◆ **RECORD LIST**
━━━━━━━━━━

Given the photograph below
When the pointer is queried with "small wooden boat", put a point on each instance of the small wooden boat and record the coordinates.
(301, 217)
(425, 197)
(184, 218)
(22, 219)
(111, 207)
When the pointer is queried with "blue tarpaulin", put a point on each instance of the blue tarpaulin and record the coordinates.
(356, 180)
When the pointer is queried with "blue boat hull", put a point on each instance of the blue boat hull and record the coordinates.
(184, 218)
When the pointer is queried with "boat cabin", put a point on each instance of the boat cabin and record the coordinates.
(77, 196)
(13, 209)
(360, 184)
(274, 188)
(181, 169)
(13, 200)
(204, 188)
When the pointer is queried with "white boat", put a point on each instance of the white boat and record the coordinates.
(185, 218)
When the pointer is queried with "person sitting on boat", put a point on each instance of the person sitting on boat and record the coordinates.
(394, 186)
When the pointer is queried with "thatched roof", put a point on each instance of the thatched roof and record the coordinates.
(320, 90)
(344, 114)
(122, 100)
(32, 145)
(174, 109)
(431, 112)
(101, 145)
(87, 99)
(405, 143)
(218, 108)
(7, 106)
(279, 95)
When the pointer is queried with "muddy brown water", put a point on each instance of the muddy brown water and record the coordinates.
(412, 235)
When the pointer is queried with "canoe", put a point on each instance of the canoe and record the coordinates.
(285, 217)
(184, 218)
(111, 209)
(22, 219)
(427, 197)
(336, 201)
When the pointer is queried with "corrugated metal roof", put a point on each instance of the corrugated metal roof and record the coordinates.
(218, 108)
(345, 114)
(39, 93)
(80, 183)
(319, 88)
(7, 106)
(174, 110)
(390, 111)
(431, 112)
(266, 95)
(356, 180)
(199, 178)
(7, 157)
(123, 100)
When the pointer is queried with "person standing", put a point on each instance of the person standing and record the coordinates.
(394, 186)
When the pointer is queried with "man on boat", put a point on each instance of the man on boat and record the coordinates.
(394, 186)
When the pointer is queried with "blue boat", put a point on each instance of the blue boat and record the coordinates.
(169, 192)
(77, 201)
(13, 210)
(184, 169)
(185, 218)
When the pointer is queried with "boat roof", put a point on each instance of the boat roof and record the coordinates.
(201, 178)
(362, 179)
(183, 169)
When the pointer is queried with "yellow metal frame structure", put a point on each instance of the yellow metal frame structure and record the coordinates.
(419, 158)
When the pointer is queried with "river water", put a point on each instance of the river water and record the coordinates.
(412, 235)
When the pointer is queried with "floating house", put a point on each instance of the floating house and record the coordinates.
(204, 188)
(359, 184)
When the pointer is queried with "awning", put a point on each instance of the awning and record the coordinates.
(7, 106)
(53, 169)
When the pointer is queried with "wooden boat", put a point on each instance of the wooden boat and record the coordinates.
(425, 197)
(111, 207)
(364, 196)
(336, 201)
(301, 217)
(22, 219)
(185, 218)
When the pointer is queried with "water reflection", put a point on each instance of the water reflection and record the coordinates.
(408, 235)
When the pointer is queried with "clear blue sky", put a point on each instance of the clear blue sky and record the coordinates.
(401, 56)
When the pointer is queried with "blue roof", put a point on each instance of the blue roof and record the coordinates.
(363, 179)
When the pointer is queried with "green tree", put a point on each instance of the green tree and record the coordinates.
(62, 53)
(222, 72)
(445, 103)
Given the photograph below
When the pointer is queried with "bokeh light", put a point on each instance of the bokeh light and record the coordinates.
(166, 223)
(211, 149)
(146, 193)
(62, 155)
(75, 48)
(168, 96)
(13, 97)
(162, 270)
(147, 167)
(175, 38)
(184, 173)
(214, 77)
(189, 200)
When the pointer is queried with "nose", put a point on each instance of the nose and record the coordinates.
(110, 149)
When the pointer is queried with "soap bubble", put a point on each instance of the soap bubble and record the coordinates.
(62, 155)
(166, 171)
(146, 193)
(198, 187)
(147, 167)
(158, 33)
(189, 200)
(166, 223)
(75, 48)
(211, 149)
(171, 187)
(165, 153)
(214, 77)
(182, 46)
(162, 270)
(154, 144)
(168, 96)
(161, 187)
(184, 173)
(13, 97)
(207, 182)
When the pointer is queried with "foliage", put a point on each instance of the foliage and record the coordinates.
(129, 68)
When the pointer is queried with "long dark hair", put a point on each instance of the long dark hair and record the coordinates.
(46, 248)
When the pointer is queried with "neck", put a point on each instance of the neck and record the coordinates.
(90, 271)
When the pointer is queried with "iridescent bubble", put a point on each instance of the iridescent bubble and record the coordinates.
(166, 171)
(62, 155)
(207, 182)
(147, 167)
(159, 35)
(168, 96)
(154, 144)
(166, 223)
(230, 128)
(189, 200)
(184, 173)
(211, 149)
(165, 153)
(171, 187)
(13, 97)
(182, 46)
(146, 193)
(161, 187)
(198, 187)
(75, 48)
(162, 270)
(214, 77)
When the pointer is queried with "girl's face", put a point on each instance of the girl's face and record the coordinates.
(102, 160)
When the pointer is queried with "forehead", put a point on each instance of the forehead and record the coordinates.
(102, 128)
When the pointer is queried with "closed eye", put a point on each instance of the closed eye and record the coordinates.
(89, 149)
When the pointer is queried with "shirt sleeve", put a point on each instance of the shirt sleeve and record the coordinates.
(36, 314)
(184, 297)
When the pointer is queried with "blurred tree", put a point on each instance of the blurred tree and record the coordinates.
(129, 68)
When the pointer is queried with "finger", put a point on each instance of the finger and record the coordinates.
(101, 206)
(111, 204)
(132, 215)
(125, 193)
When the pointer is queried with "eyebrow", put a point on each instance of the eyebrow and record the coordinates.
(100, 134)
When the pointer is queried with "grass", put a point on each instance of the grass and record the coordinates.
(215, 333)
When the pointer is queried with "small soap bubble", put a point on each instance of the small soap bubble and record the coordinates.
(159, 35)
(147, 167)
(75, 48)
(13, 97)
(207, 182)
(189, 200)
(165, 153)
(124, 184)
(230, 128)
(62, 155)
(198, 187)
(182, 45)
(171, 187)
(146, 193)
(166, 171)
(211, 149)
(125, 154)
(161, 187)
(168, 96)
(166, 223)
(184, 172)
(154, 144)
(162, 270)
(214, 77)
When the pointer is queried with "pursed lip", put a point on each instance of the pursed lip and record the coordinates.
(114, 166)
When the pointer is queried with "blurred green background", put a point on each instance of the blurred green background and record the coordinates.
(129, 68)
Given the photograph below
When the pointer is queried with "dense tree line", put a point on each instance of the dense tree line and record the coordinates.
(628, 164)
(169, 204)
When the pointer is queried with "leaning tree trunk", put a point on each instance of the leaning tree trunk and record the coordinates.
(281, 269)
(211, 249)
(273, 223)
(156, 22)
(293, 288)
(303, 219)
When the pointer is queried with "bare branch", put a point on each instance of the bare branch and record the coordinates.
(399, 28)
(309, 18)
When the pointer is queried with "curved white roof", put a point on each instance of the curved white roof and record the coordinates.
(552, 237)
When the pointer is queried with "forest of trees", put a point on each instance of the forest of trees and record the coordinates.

━━━━━━━━━━

◆ **REQUIREMENT**
Make an exact copy of the records.

◆ **EXERCISE SOLUTION**
Given the photograph below
When the pointer is queried with "small wooden boat", put a point on each instance of the small wooden boat and record the coordinates.
(301, 217)
(425, 197)
(184, 218)
(22, 219)
(111, 207)
When the pointer is queried with "blue tarpaulin", put a point on each instance of the blue tarpaulin and record the coordinates.
(356, 180)
When the pointer is queried with "blue boat hull", put a point on each instance of the blue boat hull and record the coordinates.
(184, 218)
When the pointer is queried with "boat cabin", put a point on each instance of the boat cabin and record the coordinates.
(77, 196)
(13, 209)
(360, 184)
(274, 188)
(181, 169)
(13, 200)
(204, 188)
When the pointer is queried with "white boat", put a point on each instance of the white boat and record the coordinates.
(185, 218)
When the pointer is queried with "person sitting on boat", put a point on each instance of the person sitting on boat and record the coordinates.
(394, 186)
When the pointer is queried with "thatched roof", put a point on each instance of the thatched roof and record the coordinates.
(320, 90)
(344, 114)
(122, 100)
(32, 145)
(174, 109)
(431, 112)
(101, 145)
(87, 99)
(405, 143)
(218, 108)
(7, 106)
(279, 95)
When the pointer is queried with "muddy brown water", put a point on each instance of the muddy brown water and record the coordinates.
(412, 235)
When the pointer is queried with "canoe", put a point on each instance of the canoe and record the coordinates.
(285, 217)
(184, 218)
(111, 209)
(22, 219)
(427, 197)
(336, 201)
When the pointer is queried with "corrugated metal roof", put a point on each instance of the corrugated metal roof and record the coordinates.
(218, 108)
(345, 114)
(39, 93)
(80, 183)
(319, 88)
(7, 106)
(174, 110)
(390, 111)
(431, 112)
(266, 95)
(356, 180)
(199, 178)
(7, 157)
(123, 100)
When the pointer is queried with "person standing", put a point on each instance of the person standing and record the coordinates.
(394, 186)
When the pointer is queried with "man on boat", put a point on each instance of the man on boat and record the coordinates.
(394, 186)
When the pointer is queried with "blue boat", put a point on each instance of the blue boat and record the coordinates.
(169, 192)
(77, 201)
(13, 210)
(184, 169)
(185, 218)
When the pointer is queried with "boat roof", put a point on each instance of the boat roof and record the coordinates.
(201, 178)
(362, 179)
(183, 169)
When the pointer is queried with "yellow metal frame structure", put a point on each instance of the yellow metal frame structure and record the coordinates.
(419, 158)
When the pointer is queried with "river water", put a point on each instance of the river water and record the coordinates.
(412, 235)
When the pointer is queried with "floating house", put a point on each instance of the floating house and record the coordinates.
(204, 188)
(359, 184)
When the pointer is queried with "awning", put a point on each instance of the awning and record the coordinates.
(7, 106)
(53, 169)
When the pointer is queried with "wooden boat", put a point on each instance of the wooden boat and record the coordinates.
(425, 197)
(111, 207)
(364, 196)
(336, 201)
(301, 217)
(22, 219)
(185, 218)
When the pointer is queried with "water reflection", put a point on each instance of the water reflection and record the coordinates.
(408, 235)
When the pointer is queried with "clear blue sky", put a point on each instance of the clear blue sky and record the coordinates.
(401, 56)
When the pointer is queried with "blue roof", put a point on each instance of the blue roof and record the coordinates.
(363, 179)
When the pointer is queried with "green tree", put a point on each instance of the green tree and record the coordinates.
(62, 53)
(222, 72)
(445, 103)
Given the photograph below
When the pointer is queried with "bokeh light", put a point on each instance of the bokeh light and record the coordinates.
(166, 223)
(211, 149)
(146, 193)
(62, 155)
(75, 48)
(168, 96)
(13, 97)
(162, 270)
(147, 167)
(175, 38)
(184, 173)
(214, 77)
(189, 200)
When the pointer is queried with "nose", put a point on each instance of the nose and record the coordinates.
(110, 149)
When the pointer is queried with "soap bubble", put a point on each instance of the soap bubble and record the coordinates.
(62, 155)
(166, 171)
(146, 193)
(198, 187)
(147, 167)
(158, 33)
(189, 200)
(166, 223)
(75, 48)
(211, 149)
(171, 187)
(165, 153)
(214, 77)
(182, 46)
(162, 270)
(154, 144)
(168, 96)
(161, 187)
(184, 173)
(13, 97)
(207, 182)
When the pointer is queried with "foliage", put a point on each instance of the foliage and record the coordinates.
(129, 68)
When the pointer is queried with "long dark hair", put a point on each instance of the long dark hair and record the coordinates.
(46, 248)
When the pointer is queried with "neck", put a point on each instance of the neck and record the coordinates.
(90, 271)
When the pointer is queried with "iridescent bubble", put a point on each instance of the iridescent bubble and record the coordinates.
(166, 171)
(62, 155)
(207, 182)
(147, 167)
(159, 35)
(168, 96)
(154, 144)
(166, 223)
(230, 128)
(189, 200)
(184, 173)
(211, 149)
(165, 153)
(171, 187)
(13, 97)
(182, 46)
(146, 193)
(161, 187)
(198, 187)
(75, 48)
(162, 270)
(214, 77)
When the pointer is queried with "girl's face", put a point on each instance of the girl's face and record the coordinates.
(102, 160)
When the pointer is queried with "forehead", put a point on each instance of the forehead and record the coordinates.
(102, 128)
When the pointer is queried with "closed eye", put a point on each instance of the closed eye and record the coordinates.
(89, 149)
When the pointer is queried with "shirt sleeve", put a point on each instance of the shirt sleeve and record the coordinates.
(36, 314)
(184, 297)
When the pointer is queried with "blurred tree", put a point on each instance of the blurred tree and record the coordinates.
(129, 68)
When the pointer is queried with "finger", put a point on each instance of the finger and record the coordinates.
(101, 206)
(111, 204)
(132, 215)
(125, 193)
When the pointer is queried with "eyebrow", put a point on each instance of the eyebrow and record the coordinates.
(100, 134)
When the pointer is queried with "grass", put a point on each instance of the grass and record the coordinates.
(215, 333)
When the pointer is queried with "small soap bubble", put a point on each instance of the small soap bubble and record the coordinates.
(159, 35)
(147, 167)
(75, 48)
(13, 97)
(207, 182)
(189, 200)
(165, 153)
(124, 184)
(230, 128)
(62, 155)
(198, 187)
(182, 45)
(171, 187)
(146, 193)
(166, 171)
(211, 149)
(125, 154)
(161, 187)
(168, 96)
(166, 223)
(184, 172)
(154, 144)
(162, 270)
(214, 77)
When the pointer is queried with "pursed lip", put a point on each instance of the pursed lip and record the coordinates.
(114, 166)
When the pointer is queried with "blurred green background", put a point on each instance of the blurred green background and record the coordinates.
(129, 68)
Given the photograph below
When the pointer is queried with "dense tree line", put a point on each instance of the dense tree line and record the coordinates.
(628, 164)
(169, 204)
When the pointer is queried with "leaning tree trunk", put a point on each instance of the leaning tree trunk and record the coordinates.
(281, 269)
(211, 249)
(273, 223)
(156, 22)
(293, 288)
(303, 219)
When the pointer is queried with "bare branch", put a point on each instance of the bare branch and record the coordinates.
(399, 28)
(309, 18)
When the pointer is queried with "curved white roof", put a point on each instance of the curved white roof and record the coordinates.
(552, 237)
When the pointer is queried with "forest of trees", put a point on each instance of the forest of trees and record the coordinates.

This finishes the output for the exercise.